--- SUPPLIED PASSAGE Enclosed Below ---

Former patent office director Todd Dickinson tells GT that patent pooling will become important to genomics (see p. 51). The latest cross-licensing announcement from Applied Biosystems, Bruker Daltonics, and Indiana University supports that prediction.
The mass spec technology under Indiana University’s patent was developed in 1993 by chemistry professor James Reilly, who wanted to sharpen the peaks coming off his mass spectrometer readings. Through a process called velocity focusing, Reilly discovered that if you first “desorb the ions into a region of space that has no electric field … and let them drift for a while” before shooting them toward the detector using pulse voltage, the data improve considerably. “What you’ve done is you’ve given the slower ions a bigger kick over the fast ions,” he explains. “Typically we observe a sharpening by a factor of 30 or so.”
In fact, the method worked so well that almost everyone working with mass spec is now using velocity focusing. According to Reilly, the complication was that “ABI submitted a patent application on virtually the same technology about nine months after we did.” By that point, IU had licensed the patent to Bruker, so when ABI got the patent as well, there was general confusion about whom to pay royalties for using the technology. The result: since the issuance of the patents all those years ago, almost no one has paid royalties to either group, Reilly says.

--- End of Enclosed SUPPLIED PASSAGE ---

▶ _USING THE INFORMATION_
**1.** List the three parties to the cross-licensing announcement named in the article on the velocity-focusing patent.
**2.** According to the article on the velocity-focusing patent, in what year did James Reilly develop the technology?
**3.** Pick up the article on the velocity-focusing patent after its final sentence and carry it on.

--- DATASET RECORDS Enclosed Below ---

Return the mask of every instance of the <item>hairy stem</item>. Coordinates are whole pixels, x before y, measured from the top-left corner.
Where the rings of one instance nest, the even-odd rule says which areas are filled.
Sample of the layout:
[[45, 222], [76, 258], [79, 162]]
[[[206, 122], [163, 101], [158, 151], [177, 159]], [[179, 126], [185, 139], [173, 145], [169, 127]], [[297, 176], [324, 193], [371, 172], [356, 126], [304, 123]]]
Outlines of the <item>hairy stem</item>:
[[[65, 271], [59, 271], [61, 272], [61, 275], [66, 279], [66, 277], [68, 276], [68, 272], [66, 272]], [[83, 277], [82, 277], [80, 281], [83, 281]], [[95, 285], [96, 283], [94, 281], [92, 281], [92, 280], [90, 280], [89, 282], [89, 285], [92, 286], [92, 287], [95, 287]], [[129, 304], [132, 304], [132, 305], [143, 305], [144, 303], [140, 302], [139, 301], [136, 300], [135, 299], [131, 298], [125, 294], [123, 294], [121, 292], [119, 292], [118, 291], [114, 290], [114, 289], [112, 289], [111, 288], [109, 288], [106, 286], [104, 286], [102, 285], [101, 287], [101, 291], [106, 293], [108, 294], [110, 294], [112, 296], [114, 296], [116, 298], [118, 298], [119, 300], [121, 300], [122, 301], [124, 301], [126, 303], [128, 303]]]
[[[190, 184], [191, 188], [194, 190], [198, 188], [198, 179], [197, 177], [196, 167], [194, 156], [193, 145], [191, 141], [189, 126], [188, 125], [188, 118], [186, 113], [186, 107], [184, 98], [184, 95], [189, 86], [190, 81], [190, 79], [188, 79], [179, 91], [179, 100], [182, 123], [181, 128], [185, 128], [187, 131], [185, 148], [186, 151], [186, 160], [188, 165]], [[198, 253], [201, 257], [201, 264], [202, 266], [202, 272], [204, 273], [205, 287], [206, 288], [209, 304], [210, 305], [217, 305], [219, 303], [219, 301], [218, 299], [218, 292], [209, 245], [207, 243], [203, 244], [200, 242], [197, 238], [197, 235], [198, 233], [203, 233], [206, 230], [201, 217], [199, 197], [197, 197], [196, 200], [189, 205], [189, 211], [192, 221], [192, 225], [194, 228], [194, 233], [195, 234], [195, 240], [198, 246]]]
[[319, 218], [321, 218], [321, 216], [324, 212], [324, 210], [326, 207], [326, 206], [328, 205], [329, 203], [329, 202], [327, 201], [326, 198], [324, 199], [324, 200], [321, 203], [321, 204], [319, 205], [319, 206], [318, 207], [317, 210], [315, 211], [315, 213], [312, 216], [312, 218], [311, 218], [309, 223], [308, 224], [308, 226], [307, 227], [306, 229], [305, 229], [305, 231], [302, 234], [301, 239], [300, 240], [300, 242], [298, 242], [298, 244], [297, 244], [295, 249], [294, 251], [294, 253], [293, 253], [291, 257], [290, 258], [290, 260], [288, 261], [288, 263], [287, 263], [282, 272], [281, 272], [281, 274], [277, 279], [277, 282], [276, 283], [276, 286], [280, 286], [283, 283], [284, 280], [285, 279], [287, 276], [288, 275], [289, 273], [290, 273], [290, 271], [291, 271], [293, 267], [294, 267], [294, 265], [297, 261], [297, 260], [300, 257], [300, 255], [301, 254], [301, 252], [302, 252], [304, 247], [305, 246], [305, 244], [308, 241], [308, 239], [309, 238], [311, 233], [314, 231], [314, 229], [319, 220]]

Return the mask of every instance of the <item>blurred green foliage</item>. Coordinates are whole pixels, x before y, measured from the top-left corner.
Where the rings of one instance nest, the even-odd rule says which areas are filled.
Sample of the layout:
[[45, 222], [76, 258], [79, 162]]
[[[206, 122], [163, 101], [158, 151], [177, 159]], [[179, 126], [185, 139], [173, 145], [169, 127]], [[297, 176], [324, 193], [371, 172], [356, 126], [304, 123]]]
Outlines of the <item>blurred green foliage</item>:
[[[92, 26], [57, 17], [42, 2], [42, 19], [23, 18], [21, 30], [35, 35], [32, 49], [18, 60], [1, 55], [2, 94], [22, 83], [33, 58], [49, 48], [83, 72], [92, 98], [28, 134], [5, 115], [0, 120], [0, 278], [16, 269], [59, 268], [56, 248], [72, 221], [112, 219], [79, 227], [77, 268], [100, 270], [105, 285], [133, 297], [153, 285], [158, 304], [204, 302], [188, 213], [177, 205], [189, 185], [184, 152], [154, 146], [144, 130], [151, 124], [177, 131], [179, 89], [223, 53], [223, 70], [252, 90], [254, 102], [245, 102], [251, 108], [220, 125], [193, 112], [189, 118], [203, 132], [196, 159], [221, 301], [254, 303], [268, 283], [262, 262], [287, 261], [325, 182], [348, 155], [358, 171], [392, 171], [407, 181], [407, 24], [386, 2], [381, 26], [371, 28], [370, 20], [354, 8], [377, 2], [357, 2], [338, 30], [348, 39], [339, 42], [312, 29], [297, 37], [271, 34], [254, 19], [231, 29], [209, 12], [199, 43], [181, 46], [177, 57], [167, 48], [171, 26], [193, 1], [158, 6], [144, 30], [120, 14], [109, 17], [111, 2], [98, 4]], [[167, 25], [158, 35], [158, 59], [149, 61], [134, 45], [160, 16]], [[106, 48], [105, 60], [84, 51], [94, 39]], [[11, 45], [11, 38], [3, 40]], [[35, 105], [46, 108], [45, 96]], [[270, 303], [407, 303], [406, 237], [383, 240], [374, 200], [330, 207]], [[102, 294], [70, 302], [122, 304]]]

--- End of Enclosed DATASET RECORDS ---

▶ _ANSWERS PER TASK_
**1.** Applied Biosystems, Bruker Daltonics, and Indiana University

**2.** 1993

**3.**
At last, ABI and Bruker worked out a solution. “Rather than fighting and deciding whose [patent] covers more territory, let’s pool them all,” Reilly explains. “So Bruker and ABI will together license the technology to all the other companies.”
Steve Martin, director of ABI’s proteomics research center, agrees. “This cross-license deal simply resolves the intellectual property issues between our three organizations in the most efficient and cost-effective way and allows us to profit from licensing it to third parties,” he says.